*How to complete this task*. Which lines of the entries below hold the word "foot"? Report each of them.

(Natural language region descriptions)

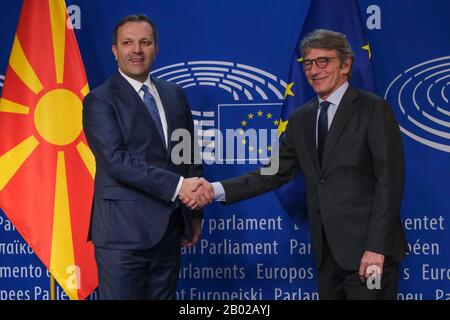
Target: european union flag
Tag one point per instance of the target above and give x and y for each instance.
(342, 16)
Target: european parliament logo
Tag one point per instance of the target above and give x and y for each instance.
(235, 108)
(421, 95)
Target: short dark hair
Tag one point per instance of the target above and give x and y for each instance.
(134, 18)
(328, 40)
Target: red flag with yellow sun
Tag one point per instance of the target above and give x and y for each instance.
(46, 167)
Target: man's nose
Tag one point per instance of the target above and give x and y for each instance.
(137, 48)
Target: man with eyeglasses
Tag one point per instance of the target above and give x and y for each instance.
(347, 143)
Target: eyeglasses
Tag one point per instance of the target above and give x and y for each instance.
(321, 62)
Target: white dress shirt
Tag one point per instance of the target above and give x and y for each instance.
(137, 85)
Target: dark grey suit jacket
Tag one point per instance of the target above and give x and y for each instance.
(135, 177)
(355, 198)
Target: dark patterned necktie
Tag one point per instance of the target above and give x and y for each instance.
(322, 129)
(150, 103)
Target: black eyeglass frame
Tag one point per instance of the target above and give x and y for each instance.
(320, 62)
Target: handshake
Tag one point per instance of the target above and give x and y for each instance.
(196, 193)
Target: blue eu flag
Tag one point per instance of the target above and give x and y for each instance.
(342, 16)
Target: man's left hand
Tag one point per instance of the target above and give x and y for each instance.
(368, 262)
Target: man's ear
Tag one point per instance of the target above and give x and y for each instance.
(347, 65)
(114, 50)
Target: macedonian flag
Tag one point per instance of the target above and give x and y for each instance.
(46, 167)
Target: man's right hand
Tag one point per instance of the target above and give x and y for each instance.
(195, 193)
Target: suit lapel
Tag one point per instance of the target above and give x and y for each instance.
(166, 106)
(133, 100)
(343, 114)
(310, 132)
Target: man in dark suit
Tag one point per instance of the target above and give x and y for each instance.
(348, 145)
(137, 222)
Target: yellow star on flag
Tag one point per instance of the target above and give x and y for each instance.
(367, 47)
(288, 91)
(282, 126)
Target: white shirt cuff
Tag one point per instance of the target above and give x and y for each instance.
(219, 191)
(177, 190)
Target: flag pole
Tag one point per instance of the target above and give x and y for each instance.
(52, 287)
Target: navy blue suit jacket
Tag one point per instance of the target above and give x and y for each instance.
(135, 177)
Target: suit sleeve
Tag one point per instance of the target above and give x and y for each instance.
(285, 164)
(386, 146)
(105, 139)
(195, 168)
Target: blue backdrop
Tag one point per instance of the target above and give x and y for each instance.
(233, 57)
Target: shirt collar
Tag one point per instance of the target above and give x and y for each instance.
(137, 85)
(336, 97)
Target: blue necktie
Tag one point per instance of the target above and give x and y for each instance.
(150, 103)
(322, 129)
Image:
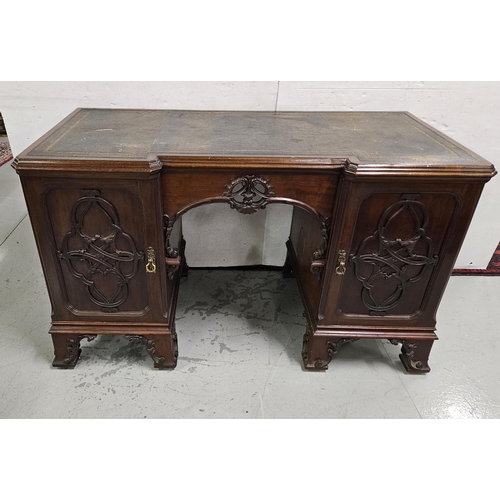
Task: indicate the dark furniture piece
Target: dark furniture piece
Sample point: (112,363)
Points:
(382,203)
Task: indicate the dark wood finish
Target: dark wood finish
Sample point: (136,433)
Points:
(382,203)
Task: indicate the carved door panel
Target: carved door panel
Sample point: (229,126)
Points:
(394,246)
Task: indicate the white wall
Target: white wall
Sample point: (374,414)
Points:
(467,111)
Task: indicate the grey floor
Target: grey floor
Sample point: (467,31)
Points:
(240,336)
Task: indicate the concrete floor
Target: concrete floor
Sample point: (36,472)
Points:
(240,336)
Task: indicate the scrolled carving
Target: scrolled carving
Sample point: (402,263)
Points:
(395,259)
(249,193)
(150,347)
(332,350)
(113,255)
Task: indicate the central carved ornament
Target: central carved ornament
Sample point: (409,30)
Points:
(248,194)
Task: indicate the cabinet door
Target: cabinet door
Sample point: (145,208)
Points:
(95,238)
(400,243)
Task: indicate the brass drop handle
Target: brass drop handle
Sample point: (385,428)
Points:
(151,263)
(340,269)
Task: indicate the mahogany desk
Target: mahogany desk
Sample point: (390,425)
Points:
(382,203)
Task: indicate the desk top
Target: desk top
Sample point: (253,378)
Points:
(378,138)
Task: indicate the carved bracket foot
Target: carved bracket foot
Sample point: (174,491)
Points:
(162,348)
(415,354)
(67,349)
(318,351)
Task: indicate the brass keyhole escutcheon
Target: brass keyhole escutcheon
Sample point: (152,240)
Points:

*Response to the exercise*.
Task: indicate the carved bracket foot
Target: carved bracket foot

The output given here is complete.